### Gereksinimler:
A. İnşaat mühendisleri arasındaki işsizliği ele alan metinde "Bir yandan popülist" sözlerinin yer aldığı yerden başlayın ve "olduğu tahmin edilmektedir." sözlerinden sonra durarak bu bölümü hiç değiştirmeden aktarın.
B. İnşaat mühendisleri arasındaki işsizliği anlatan metni kaldığı yerden devam ettirin.

### Okunacak Metin:
****
TMMOB İnşaat Mühendisleri Odası Yönetim Kurulu Başkanı Taner Yüzgeç, Milliyet Gazetesine açıklamalarda bulundu

TMMOB İnşaat Mühendisleri Odası Yönetim Kurulu Başkanı Taner Yüzgeç`in, inşaat mühendisliği alanında işsizlik ve istihdam sorunu konusunda Milliyet Gazetesine Açıklamalarda bulundu

Bir yandan popülist ve piyasacı politikalar sonucu açılan İnşaat Mühendisliği eğitim programlarının ülke planlamasından uzak bir şekilde istihdam fazlası mühendis yetiştirmesi, diğer yandan 2018 yılında başlayan ekonomik krizden doğrudan etkilenen İnşaat Sektöründeki küçülme, öbür yandan Müteahhitlik ve Müşavirlik firmalarının uluslararası pazar payının düşmesi İnşaat Mühendisleri içerisinde kitlesel bir işsizliğe sebebiyet vermektedir. 2012 yılında % 6 civarında olan işsizlik oranı, 2020 yılının ilk aylarında %20 civarlarına yükselmiştir. Kısaca bugün, her beş İnşaat Mühendisinden birinin, gençler arasında ise her üç mühendisten birinin işsiz olduğu tahmin edilmektedir. 

İşsizlik sadece işsiz kalan meslektaşlarımızı etkilemiyor. Mesleğimizin her alanında çalışan emeği ile geçinen meslektaşlarımızın düşük ücretlerle çalıştırılmasına ve haklarının gasp edilmesine de vesile oluyor. Özellikle genç mühendislerin çok düşük ücretlerle imzalarının istismar edilmesine de sebep oluyor. 

Serbest piyasa kurallarının sermaye lehine maliyetleri düşürme politikaları, mühendislik hizmetlerinin fiilen ortadan kaldırılmasına veya niteliğinin düşürülmesine sebebiyet vermektedir. Devlet aldığı/almadığı önlemlerle bu duruma ya seyirci kalmakta yada çıkar grupları yanında saf tutmaktadır. Yukarda bahsedilen işsizlik oranlarına rağmen ülkemizdeki mühendislik hizmeti açığı bunun en somut göstergesidir. Mühendislik hizmetlerindeki açık her depremde, sel ve heyelanda topluma bedel ödettirmektedir. Verilmeyen her mühendislik hizmeti enerji kaybı, maliyet artışı, israf, güvenlik açığı olarak karşımıza çıkmaktadır. 

Oysa ki, kamu yararını gözeten bir anlayış değişikliği ve basit önlemlerle kağıt üzerinde veriliyormuş gibi görünen mühendislik hizmetlerinin gerçekten yapılmasını sağlamak ve bu sayede işsizliği ortadan kaldırmak mümkündür. Bu hizmetlerin kağıt üzerinden gerçeğe dönüşmesi, topraklarının neredeyse tamamı deprem gibi afet riskleri taşıyan ülkemizin can ve mal güveliği açısından da son derece önemlidir.  Bu çerçevede;

·  Yapı Denetim Kuruluşlarında ve Laboratuvarlarda çalışan/çalışması gereken personelin varlığını, faaliyetlerini daha sıkı denetleyecek mekanizmalar kurulmalı, bu personelin kamu hizmeti yaptığı gerçeğinden yola çıkarak kamu görevlisi olarak hakları ve ücretleri güvenceye alınmalı, güvenlikleri sağlanmalıdır.
****
### Verilen Liste:
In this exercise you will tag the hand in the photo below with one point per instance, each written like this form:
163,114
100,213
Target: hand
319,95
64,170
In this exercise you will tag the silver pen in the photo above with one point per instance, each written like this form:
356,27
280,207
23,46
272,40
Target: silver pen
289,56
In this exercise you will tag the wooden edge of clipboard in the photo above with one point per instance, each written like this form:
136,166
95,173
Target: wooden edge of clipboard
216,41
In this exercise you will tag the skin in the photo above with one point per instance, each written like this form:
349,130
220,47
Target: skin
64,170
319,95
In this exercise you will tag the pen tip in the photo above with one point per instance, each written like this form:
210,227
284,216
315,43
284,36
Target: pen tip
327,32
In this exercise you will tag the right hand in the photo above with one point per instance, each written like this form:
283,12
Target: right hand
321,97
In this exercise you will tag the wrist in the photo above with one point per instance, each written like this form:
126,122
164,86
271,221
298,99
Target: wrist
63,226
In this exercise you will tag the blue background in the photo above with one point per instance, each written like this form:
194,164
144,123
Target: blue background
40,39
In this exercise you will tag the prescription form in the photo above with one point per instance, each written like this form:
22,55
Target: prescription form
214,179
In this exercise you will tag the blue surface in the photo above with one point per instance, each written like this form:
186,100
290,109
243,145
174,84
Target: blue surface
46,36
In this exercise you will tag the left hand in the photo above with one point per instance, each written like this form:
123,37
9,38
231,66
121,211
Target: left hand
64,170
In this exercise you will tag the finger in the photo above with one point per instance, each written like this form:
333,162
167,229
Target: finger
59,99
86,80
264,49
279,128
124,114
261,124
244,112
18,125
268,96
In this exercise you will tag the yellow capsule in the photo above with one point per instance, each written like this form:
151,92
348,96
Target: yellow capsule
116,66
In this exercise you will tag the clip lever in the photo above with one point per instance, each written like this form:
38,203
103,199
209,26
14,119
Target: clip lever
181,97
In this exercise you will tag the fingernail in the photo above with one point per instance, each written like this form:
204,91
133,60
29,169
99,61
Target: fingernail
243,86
****
### Sıralı Sonuçlar:
A.
Bir yandan popülist ve piyasacı politikalar sonucu açılan İnşaat Mühendisliği eğitim programlarının ülke planlamasından uzak bir şekilde istihdam fazlası mühendis yetiştirmesi, diğer yandan 2018 yılında başlayan ekonomik krizden doğrudan etkilenen İnşaat Sektöründeki küçülme, öbür yandan Müteahhitlik ve Müşavirlik firmalarının uluslararası pazar payının düşmesi İnşaat Mühendisleri içerisinde kitlesel bir işsizliğe sebebiyet vermektedir. 2012 yılında % 6 civarında olan işsizlik oranı, 2020 yılının ilk aylarında %20 civarlarına yükselmiştir. Kısaca bugün, her beş İnşaat Mühendisinden birinin, gençler arasında ise her üç mühendisten birinin işsiz olduğu tahmin edilmektedir.

B.
·       Şantiye Şefliği hizmetlerinin veriliyor olması yönünde denetim mekanizmaları oluşturulmalı, Şantiye Şeflerinin sorumlu olabilecekleri şantiye miktarı düşürülmeli, Şantiye Şefliği için asgari ücret tespit edilmeli, Şantiye Şefliğinde İnşaat Mühendislerinin oranı arttırılmalı, Şantiye Şeflerinin hak ve ücretleri yasal güvenceye alınmalıdır.

·  Kamu kurumlarında, yatırımcı kuruluşlarda, belediyelerde kadro açıkları ivedilikle doldurulmalı, kamu kurumlarında zaafa uğratılan mühendislik-kontrollük hizmetleri yeniden tesis edilmeli, kamu kurumlarına personel alımlarında yandaşlığa son verilerek liyakate önem verilmeli, sözlü sınav kaldırılmalıdır.

·     Depreme hazırlık, zorunlu bir kamu görevi ve hizmetidir. Bu çerçevede yerel yönetimler dahilinde bina ve altyapı izleme ve inceleme birimleri oluşturulmalı, gerek envanter çalışmaları, gerekse iskan sonrası periyodik denetimleri yapılmalı, bu işler için mühendis ve mimar istihdamı sağlanmalıdır.

·  Kamu ihalelerindeki anahtar teknik personel miktarları artırılmalı gerçekçi bir düzeye çıkarılmalıdır. Bu personelin çalıştırılıp çalıştırılmadığının kontrolüne önem verilmelidir. 

·    Ruhsata tabi işlerde faaliyet gösteren müteahhitlik firmaları için, yaptıkları işlerle uyumlu bir oranda mühendis-mimar ve yardımcı teknik eleman istihdamı zorunlu hale getirilmelidir.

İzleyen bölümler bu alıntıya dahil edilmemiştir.